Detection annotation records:
------------
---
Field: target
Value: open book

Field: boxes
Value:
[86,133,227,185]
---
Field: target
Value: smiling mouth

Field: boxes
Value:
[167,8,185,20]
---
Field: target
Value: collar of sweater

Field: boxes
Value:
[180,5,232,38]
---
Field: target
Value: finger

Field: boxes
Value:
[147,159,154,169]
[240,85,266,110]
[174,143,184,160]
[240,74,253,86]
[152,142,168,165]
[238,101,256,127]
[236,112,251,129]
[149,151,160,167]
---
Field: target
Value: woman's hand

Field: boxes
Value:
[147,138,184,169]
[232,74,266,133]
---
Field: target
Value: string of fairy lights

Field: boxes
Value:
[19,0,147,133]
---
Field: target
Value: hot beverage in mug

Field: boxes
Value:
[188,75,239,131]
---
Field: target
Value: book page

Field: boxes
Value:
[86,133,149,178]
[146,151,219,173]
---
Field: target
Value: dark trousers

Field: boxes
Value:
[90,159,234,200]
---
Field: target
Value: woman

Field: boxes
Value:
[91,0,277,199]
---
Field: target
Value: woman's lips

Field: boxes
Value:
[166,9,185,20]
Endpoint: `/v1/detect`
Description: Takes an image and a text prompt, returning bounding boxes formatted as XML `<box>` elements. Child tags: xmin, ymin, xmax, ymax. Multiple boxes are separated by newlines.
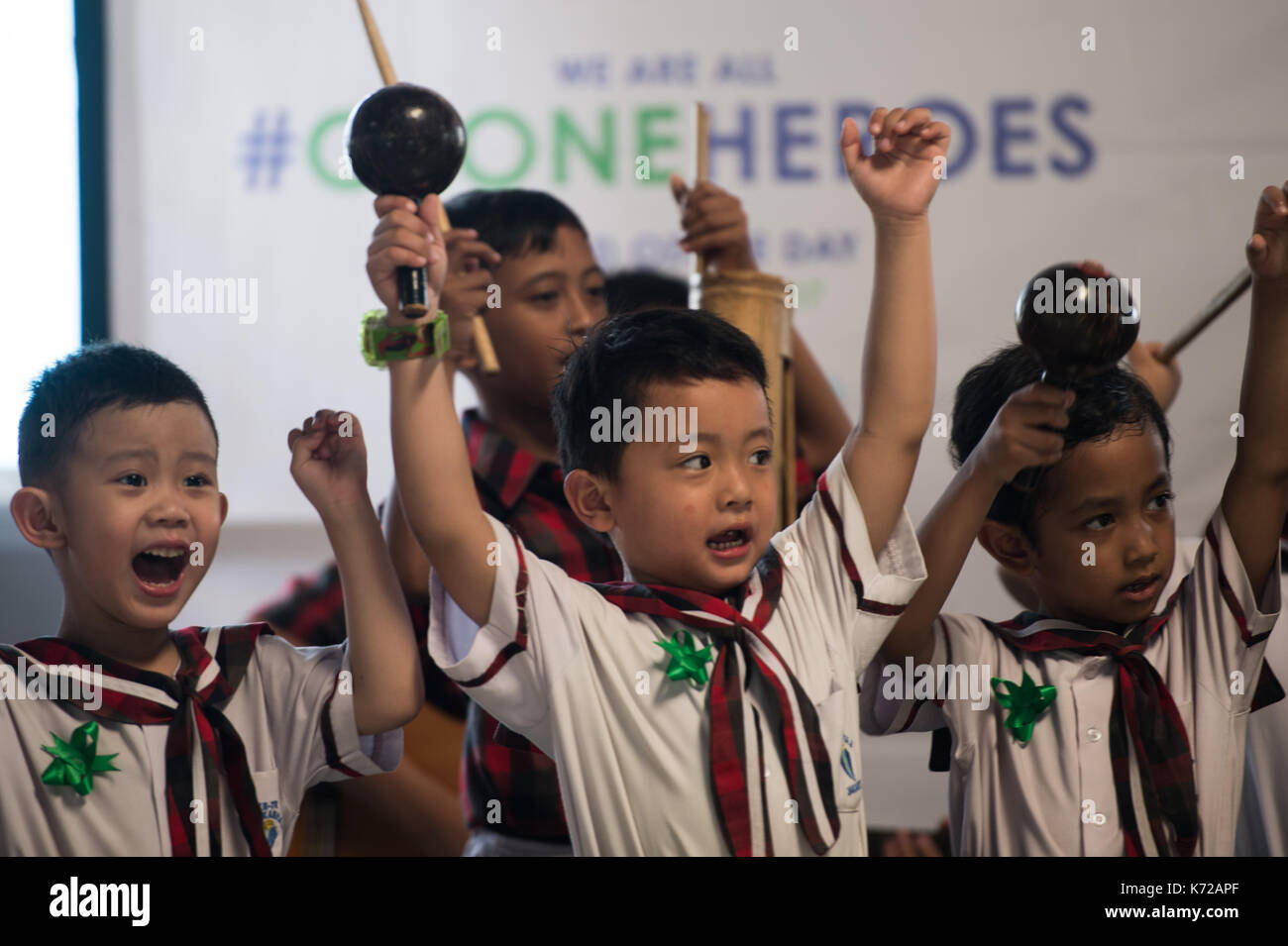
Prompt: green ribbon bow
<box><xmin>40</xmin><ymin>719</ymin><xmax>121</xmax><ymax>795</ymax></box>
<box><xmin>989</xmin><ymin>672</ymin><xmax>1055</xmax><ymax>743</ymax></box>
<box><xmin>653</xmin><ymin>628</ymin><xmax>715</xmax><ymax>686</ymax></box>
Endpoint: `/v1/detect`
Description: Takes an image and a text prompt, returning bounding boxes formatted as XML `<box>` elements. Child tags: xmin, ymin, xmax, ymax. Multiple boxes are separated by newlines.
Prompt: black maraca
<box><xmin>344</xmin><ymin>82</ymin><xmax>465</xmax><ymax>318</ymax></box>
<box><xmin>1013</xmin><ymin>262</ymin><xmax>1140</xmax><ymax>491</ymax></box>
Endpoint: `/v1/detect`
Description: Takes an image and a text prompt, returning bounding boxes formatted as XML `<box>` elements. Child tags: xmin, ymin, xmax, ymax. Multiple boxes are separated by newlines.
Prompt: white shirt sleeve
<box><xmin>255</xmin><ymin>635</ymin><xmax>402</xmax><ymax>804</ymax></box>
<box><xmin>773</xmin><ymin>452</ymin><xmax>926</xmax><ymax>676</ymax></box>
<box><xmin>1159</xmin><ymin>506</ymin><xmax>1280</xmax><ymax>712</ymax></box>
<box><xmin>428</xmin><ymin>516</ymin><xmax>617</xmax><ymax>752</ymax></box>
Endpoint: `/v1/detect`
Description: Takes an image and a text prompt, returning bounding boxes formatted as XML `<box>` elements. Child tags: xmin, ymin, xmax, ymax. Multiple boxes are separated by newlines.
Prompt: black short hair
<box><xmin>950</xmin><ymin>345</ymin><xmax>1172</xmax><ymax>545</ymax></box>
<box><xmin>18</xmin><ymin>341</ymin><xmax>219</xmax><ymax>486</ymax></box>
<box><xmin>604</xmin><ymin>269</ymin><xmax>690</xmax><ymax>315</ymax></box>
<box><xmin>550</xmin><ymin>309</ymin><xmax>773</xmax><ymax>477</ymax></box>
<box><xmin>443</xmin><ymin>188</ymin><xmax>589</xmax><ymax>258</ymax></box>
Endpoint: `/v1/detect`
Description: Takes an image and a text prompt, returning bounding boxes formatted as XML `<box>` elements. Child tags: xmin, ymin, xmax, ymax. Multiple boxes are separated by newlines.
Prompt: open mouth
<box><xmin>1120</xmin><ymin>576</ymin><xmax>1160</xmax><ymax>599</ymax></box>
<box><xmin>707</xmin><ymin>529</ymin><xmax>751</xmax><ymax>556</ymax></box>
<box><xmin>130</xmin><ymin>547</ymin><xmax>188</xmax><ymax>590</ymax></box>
------------
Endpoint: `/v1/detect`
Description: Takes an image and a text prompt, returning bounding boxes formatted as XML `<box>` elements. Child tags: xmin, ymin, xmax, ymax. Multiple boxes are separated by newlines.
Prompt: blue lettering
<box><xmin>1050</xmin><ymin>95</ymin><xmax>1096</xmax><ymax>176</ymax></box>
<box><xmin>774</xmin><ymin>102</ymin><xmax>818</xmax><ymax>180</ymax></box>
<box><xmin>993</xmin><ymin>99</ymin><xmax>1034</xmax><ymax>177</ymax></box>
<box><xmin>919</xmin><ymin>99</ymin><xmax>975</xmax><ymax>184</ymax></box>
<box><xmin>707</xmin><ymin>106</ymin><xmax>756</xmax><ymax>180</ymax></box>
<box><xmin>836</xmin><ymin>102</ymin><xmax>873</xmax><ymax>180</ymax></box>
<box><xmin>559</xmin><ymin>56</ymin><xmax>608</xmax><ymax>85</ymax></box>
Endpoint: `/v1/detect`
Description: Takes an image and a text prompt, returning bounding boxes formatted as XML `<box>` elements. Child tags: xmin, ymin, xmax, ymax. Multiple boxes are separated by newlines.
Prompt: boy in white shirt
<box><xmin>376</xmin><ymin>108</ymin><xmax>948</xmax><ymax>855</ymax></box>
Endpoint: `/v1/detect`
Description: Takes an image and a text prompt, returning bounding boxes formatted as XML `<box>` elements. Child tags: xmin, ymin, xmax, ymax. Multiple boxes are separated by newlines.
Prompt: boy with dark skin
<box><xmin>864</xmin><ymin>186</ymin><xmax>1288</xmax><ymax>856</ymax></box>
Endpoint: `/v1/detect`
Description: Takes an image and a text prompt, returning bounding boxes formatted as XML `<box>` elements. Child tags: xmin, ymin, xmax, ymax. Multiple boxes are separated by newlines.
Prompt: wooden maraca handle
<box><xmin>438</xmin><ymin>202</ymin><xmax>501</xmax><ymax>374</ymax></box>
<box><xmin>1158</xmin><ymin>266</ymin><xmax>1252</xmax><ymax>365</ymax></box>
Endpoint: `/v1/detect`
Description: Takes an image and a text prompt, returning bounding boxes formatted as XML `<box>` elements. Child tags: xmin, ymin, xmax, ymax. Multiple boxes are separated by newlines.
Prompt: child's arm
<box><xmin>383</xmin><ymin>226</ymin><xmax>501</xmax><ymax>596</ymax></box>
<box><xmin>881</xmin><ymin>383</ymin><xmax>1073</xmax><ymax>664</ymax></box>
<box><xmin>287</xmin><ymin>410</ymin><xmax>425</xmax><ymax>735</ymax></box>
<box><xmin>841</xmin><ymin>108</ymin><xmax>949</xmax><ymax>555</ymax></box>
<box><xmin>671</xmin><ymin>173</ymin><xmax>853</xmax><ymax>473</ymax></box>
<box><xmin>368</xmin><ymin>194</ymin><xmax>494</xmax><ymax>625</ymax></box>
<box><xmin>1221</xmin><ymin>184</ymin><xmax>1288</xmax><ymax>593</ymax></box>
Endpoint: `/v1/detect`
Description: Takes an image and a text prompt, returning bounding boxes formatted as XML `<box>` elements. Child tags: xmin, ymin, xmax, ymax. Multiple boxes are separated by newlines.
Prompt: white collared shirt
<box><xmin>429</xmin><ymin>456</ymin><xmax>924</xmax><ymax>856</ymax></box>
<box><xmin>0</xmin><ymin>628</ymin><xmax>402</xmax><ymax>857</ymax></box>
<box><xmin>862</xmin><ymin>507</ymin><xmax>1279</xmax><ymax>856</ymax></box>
------------
**Problem to solve:**
Select and copy each line of the records above that contains the string "black". Matching is case-sensitive.

**Task output:**
Prompt: black maraca
Prompt: black short hair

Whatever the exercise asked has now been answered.